TASK DESCRIPTION: Pick out each line below that contains the string "laptop", and copy every such line in full.

EXTRACTED RECORDS:
★ ★ ★ ★

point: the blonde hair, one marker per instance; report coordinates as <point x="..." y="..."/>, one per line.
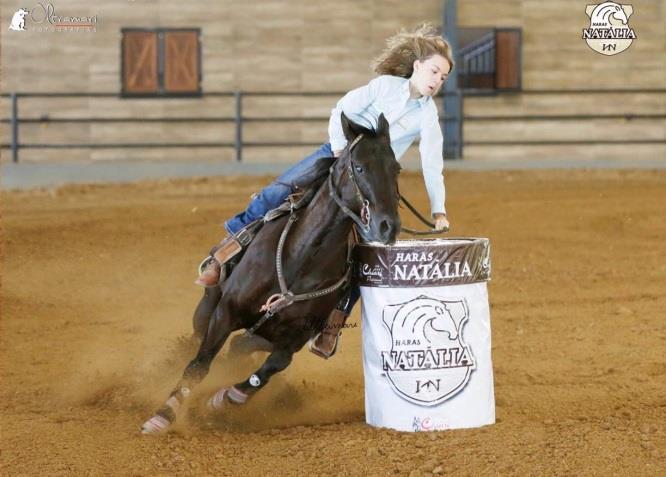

★ ★ ★ ★

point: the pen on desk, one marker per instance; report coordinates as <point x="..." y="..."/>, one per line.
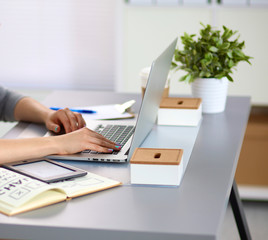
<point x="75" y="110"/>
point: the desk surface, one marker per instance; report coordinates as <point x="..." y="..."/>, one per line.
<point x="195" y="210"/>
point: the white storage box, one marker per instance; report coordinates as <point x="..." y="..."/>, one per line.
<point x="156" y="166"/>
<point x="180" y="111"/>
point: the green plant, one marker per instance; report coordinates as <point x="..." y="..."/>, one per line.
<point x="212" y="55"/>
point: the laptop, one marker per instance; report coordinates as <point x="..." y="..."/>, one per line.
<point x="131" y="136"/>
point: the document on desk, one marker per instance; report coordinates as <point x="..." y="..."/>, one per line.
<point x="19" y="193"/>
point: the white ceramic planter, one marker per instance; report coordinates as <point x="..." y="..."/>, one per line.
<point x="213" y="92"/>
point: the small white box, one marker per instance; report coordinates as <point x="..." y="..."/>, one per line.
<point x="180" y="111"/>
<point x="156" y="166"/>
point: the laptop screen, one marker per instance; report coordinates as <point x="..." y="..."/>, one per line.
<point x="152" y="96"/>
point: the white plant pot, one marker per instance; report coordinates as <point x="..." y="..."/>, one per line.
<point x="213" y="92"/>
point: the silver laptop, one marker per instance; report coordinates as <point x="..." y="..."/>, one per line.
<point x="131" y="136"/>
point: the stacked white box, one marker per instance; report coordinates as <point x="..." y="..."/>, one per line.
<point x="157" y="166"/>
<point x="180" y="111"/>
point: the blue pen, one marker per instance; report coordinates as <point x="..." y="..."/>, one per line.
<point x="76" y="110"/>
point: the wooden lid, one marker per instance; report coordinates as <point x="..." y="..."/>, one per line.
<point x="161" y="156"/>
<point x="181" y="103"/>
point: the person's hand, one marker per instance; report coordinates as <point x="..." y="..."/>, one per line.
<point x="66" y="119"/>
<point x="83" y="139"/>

★ ★ ★ ★

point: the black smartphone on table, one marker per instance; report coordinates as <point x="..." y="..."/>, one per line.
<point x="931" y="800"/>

★ ★ ★ ★

EXERCISE OUTPUT:
point: the laptop, one marker per instance; report coordinates as <point x="..." y="..."/>, one per line.
point: the laptop screen, one marker per instance; report coordinates as <point x="..." y="..."/>, one per line.
point: the silver laptop, one marker per instance; report coordinates as <point x="..." y="..."/>, one per line.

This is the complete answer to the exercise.